### TASK
Copy out only the span from the line with "written like (253,424)." to the end of the data, both ends kept, word for word.

### EXCERPTED RECORDS
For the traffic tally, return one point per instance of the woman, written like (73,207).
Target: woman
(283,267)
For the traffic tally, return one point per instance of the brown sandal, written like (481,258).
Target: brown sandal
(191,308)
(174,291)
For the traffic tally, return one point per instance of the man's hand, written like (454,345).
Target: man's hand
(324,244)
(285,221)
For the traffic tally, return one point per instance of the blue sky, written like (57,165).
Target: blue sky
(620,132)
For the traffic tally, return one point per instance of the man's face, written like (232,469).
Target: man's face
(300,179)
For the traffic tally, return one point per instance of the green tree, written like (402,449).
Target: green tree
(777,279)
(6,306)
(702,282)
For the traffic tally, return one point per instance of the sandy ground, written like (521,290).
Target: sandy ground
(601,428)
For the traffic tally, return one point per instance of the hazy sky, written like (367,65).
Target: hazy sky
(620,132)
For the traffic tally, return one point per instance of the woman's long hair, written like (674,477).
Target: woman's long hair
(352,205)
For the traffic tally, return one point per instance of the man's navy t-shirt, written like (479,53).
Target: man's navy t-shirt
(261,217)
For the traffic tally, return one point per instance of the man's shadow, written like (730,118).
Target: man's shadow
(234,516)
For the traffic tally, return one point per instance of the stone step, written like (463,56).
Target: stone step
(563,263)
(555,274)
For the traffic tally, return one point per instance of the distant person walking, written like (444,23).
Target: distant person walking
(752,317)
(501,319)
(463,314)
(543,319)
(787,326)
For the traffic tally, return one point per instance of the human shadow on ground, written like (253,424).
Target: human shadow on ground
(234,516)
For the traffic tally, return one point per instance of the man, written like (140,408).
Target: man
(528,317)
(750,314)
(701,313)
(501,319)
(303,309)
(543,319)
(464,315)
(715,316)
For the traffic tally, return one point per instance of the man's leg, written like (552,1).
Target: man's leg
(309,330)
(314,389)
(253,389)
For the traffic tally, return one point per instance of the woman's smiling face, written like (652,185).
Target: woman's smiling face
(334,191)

### RESULT FOR THIS EXERCISE
For the traffic tally, return one point per instance of the human shadow on ground, written like (253,424).
Target: human shadow on ground
(234,516)
For the traffic tally, return one point per instance of the man, written like (140,408).
Target: man
(528,317)
(750,314)
(701,313)
(501,319)
(303,309)
(543,319)
(464,315)
(715,316)
For the traffic tally, return one point per instance of the man's leg, written like (552,1).
Target: man's leg
(309,330)
(314,389)
(253,389)
For the traffic tally, return one point per instance of the woman's smiling face, written like (652,185).
Target: woman's smiling face
(334,191)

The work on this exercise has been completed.